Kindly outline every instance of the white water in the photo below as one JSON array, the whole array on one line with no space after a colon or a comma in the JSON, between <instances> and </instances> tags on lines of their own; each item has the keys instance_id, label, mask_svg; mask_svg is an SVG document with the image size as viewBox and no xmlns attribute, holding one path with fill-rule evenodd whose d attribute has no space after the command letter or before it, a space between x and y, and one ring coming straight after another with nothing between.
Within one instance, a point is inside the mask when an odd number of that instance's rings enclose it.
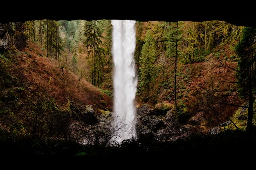
<instances>
[{"instance_id":1,"label":"white water","mask_svg":"<svg viewBox=\"0 0 256 170\"><path fill-rule=\"evenodd\" d=\"M120 143L135 137L136 110L134 99L137 90L134 51L135 21L112 20L112 55L114 60L114 121L115 135L111 140Z\"/></svg>"}]
</instances>

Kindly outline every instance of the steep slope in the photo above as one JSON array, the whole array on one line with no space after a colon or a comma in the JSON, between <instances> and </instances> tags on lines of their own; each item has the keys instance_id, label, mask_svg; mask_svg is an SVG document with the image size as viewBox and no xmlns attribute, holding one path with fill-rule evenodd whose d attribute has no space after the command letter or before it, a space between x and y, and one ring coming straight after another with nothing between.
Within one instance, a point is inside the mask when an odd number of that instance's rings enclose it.
<instances>
[{"instance_id":1,"label":"steep slope","mask_svg":"<svg viewBox=\"0 0 256 170\"><path fill-rule=\"evenodd\" d=\"M22 51L0 55L1 132L50 135L51 128L56 133L67 128L65 121L74 116L72 106L90 106L95 115L112 110L112 99L102 90L61 68L57 60L46 57L44 53L30 43Z\"/></svg>"}]
</instances>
_____
### WHAT THE EXERCISE ASKS:
Copy out the lines starting at the one containing "Kindly outline every instance of the steep" and ending with the last line of the entries. Include nothing else.

### OUTPUT FOR THIS EXERCISE:
Kindly outline every instance of the steep slope in the photo above as one JSON array, the whole array on one line with no space after a colon or a comma in the JSON, between <instances> and </instances> tags on lines of their own; each item has the keys instance_id, label, mask_svg; mask_svg is an SVG document with the image size as viewBox and no xmlns attribute, holding one path with fill-rule evenodd whose d attribute has no space after the command letter or before it, a space between x and y, and one ring coming straight after another with nothing between.
Within one instance, a point is inside the mask when an odd number of that instance's rings enclose it.
<instances>
[{"instance_id":1,"label":"steep slope","mask_svg":"<svg viewBox=\"0 0 256 170\"><path fill-rule=\"evenodd\" d=\"M22 51L0 55L1 132L50 135L51 128L56 133L67 128L65 121L74 116L72 106L90 106L95 115L112 110L112 99L102 90L61 68L57 60L46 57L44 53L30 43Z\"/></svg>"}]
</instances>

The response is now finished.